- _WHAT NEEDS TO BE DONE_
Below are several entries. Transcribe exactly those lines that fall from the one with "the dining chair?" through the one with "stainless steel range?", end lines included.

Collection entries

·····

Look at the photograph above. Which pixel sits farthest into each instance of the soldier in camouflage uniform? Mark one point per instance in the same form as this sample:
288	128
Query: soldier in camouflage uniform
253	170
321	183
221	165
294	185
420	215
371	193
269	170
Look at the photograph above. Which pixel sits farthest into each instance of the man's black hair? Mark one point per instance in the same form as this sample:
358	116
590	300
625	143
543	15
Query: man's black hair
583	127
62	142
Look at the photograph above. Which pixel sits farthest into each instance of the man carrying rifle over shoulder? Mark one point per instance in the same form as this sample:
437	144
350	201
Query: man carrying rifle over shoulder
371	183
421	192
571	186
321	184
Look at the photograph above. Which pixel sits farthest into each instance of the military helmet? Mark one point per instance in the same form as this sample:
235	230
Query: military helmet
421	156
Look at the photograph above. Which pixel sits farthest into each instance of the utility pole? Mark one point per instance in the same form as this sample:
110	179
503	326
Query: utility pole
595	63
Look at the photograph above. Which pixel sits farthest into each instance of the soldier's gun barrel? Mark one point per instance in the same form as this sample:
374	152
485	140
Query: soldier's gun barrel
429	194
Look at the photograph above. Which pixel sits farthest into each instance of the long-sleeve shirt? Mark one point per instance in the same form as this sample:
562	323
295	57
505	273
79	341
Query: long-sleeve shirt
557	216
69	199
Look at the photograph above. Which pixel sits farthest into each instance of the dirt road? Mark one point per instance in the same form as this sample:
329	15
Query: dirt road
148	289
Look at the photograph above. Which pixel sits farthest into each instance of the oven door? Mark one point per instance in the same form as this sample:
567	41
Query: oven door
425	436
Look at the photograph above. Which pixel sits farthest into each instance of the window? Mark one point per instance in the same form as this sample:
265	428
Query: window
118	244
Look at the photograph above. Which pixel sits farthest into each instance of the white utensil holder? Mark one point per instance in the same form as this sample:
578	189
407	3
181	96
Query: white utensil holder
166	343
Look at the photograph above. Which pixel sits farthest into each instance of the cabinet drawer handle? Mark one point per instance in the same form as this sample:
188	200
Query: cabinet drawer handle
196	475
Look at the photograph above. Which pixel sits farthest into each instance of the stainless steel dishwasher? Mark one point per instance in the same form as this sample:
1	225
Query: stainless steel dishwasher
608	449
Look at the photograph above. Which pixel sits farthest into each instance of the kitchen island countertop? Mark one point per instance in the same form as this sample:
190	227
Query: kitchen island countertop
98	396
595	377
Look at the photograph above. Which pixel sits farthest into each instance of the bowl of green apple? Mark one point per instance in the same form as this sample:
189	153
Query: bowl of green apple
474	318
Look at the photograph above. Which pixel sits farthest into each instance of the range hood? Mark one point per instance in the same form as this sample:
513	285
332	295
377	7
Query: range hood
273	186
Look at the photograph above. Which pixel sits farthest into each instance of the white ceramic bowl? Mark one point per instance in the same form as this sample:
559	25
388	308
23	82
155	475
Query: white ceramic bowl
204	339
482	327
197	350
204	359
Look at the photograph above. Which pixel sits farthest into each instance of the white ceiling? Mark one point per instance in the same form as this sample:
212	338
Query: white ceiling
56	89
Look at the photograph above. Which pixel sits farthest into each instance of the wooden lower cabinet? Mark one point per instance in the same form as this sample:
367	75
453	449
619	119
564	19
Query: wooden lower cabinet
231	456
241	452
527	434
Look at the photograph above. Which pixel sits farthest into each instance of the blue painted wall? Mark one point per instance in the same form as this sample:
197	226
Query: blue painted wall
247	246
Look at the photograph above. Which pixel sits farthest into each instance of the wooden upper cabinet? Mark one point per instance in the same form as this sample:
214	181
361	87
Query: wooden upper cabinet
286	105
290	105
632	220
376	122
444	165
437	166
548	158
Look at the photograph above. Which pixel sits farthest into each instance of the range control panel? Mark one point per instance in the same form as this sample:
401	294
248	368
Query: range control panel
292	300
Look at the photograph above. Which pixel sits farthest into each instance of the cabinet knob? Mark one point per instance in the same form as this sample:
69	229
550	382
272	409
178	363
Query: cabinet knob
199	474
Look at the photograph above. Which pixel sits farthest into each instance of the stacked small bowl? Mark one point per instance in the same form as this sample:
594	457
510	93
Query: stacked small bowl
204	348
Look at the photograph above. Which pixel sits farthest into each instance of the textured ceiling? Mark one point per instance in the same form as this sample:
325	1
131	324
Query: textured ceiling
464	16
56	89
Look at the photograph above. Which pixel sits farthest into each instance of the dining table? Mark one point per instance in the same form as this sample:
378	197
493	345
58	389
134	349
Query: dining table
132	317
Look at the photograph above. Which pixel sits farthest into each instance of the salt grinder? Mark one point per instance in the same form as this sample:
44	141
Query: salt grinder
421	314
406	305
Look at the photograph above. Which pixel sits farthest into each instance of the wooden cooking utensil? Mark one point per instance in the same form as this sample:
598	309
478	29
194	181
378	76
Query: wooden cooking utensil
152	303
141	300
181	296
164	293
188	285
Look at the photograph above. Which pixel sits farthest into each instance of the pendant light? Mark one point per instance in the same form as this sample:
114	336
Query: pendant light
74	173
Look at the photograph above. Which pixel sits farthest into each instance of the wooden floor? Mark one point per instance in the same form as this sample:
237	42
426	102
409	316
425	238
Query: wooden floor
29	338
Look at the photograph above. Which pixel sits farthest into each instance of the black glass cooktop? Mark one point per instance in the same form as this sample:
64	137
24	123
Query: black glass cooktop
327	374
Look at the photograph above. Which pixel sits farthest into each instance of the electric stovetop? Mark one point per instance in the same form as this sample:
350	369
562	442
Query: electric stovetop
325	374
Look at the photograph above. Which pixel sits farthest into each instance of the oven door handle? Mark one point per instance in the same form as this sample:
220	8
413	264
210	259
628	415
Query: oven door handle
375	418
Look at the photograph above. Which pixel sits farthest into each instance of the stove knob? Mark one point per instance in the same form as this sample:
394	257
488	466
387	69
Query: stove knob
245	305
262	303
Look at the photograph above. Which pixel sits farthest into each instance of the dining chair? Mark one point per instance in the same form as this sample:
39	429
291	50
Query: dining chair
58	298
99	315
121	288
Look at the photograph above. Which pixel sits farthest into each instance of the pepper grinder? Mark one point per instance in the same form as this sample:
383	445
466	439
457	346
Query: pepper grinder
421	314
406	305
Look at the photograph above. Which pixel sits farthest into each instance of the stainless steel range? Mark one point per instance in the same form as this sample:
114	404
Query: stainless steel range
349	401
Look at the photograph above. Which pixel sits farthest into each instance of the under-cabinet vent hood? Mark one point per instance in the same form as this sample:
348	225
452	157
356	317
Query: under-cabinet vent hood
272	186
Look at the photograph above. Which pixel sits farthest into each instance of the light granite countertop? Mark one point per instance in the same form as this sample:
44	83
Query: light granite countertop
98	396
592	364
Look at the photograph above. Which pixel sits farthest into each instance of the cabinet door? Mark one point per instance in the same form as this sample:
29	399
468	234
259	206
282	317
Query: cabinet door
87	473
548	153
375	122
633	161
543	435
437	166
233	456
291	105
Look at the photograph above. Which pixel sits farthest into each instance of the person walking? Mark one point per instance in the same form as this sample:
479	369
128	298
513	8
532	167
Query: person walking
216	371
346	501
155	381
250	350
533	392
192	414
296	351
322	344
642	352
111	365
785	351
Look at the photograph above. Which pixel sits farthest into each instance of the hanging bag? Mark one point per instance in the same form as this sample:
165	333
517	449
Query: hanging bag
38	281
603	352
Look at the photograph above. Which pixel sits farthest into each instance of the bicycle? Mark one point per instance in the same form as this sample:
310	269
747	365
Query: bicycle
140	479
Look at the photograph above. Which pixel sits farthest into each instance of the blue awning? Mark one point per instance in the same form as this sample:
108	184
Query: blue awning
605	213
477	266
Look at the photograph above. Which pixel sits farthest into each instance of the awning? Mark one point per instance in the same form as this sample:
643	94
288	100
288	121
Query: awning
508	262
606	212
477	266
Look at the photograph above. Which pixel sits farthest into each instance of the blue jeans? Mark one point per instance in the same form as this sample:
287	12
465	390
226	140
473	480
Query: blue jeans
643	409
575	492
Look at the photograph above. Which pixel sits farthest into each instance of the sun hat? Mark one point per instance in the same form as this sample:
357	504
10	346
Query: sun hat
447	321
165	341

·····

- _THE ANSWER_
Look at the photograph above. Which pixel sits farthest into each instance of the dining chair? Mark one point per instance in the same form as this sample:
39	429
291	50
Query: dining chair
58	298
99	315
121	288
Look at the photograph above. Which pixel sits farthest into each instance of the pepper grinder? Mark one point per instance in the same form as this sample:
383	445
466	439
457	346
Query: pepper grinder
421	314
406	305
Look at the photograph above. Which pixel sits farthest into each instance of the stainless steel range? Mark one point per instance in the same form as this sample:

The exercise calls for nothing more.